→ **DIRECTIONS**:
Your answer is one number, how many lines in the entries include "outline".

→ **DATA PROVIDED**:
----
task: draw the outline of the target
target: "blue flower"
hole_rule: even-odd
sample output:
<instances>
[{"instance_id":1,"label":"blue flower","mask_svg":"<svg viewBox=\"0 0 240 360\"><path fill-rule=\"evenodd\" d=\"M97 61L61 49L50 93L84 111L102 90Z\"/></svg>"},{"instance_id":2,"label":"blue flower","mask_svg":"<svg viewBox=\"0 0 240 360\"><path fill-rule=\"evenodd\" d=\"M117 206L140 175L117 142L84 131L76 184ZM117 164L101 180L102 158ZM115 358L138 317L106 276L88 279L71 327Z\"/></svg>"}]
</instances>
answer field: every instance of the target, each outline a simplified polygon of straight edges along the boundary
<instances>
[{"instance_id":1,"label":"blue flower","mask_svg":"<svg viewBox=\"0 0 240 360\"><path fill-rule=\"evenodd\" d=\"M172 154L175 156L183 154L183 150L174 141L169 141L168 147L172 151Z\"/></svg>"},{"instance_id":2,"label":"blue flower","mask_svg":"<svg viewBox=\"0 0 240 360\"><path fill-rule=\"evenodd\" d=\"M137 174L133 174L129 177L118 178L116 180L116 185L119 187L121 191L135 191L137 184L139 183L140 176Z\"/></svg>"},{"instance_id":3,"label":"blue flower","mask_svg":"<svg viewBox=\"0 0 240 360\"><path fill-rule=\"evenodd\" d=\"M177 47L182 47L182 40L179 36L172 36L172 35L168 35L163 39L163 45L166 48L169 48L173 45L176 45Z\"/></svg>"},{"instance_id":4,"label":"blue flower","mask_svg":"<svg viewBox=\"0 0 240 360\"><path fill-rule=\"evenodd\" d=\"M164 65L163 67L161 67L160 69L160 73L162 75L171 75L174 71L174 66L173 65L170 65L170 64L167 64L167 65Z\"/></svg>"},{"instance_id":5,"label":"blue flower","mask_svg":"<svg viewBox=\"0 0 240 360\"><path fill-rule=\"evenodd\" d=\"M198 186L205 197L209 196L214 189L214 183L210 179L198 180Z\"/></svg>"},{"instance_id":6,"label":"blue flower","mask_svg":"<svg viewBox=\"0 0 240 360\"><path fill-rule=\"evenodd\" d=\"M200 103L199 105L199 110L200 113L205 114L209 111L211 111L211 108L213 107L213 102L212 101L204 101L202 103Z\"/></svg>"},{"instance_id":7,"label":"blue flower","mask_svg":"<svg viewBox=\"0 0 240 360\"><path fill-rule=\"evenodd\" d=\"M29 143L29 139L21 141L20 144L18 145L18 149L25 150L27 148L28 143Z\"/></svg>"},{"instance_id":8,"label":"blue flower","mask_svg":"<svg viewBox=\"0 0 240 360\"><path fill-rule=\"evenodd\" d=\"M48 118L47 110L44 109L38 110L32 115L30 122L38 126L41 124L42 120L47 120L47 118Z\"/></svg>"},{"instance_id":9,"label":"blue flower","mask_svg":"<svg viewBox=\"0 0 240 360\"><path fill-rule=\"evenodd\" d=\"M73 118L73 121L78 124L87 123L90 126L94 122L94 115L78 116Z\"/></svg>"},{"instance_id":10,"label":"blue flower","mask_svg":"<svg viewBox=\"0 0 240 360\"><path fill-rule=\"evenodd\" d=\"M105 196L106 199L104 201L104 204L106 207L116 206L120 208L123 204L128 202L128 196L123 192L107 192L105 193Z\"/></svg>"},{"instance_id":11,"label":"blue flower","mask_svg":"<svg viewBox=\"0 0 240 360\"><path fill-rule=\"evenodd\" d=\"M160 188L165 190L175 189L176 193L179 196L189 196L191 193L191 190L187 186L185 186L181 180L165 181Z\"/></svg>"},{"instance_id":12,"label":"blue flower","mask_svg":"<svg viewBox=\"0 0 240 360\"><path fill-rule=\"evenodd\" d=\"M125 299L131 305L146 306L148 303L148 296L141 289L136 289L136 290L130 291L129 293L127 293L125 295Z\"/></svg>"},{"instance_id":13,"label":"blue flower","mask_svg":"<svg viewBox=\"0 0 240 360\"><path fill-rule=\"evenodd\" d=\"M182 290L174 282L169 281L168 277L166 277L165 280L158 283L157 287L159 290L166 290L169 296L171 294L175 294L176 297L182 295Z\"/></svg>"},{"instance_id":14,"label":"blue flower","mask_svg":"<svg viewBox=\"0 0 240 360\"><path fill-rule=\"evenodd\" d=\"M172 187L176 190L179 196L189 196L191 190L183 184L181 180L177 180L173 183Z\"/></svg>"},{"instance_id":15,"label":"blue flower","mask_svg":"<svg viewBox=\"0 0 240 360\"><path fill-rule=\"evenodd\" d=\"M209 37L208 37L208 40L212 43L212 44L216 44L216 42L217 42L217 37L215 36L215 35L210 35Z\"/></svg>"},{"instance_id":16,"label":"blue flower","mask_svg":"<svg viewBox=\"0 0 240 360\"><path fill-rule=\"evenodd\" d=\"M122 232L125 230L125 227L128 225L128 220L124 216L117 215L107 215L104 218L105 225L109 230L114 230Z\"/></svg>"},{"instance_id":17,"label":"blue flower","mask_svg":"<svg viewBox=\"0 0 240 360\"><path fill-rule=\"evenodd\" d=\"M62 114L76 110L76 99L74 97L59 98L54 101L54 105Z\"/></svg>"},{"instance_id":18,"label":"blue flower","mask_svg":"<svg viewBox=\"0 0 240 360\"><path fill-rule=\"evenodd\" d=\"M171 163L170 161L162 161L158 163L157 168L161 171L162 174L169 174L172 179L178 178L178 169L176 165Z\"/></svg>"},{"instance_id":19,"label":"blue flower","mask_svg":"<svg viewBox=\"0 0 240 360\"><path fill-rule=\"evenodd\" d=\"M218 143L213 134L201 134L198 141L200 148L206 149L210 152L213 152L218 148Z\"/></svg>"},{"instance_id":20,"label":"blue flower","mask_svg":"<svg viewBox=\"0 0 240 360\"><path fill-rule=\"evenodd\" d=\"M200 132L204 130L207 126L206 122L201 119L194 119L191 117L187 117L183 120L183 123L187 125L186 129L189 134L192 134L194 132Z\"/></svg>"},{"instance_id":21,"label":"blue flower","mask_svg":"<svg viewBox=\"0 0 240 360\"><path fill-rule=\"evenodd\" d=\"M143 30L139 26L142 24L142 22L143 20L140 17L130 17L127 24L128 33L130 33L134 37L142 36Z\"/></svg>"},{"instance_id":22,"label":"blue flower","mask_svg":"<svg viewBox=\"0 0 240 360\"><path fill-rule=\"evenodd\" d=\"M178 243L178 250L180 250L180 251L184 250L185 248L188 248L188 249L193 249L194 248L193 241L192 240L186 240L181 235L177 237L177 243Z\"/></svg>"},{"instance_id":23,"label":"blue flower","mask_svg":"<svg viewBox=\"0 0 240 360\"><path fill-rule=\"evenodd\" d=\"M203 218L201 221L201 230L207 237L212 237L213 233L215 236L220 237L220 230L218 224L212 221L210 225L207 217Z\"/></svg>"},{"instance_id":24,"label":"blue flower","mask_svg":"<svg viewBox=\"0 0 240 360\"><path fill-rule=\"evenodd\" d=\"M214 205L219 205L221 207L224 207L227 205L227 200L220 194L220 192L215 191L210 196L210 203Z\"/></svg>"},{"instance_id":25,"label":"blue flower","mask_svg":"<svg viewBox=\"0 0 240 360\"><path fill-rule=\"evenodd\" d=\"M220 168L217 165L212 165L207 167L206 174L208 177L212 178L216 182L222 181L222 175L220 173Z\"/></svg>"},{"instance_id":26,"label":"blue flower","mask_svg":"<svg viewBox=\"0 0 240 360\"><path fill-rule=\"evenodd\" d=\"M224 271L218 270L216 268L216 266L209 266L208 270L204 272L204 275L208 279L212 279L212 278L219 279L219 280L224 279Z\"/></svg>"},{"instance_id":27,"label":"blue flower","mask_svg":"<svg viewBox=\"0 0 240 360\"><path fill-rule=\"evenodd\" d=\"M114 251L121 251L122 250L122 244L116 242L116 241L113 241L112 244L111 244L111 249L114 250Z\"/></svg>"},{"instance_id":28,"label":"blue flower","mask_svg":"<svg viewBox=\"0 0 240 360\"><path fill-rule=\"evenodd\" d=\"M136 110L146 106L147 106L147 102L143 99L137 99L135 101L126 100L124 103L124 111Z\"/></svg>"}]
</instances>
----
→ **ANSWER SPACE**:
2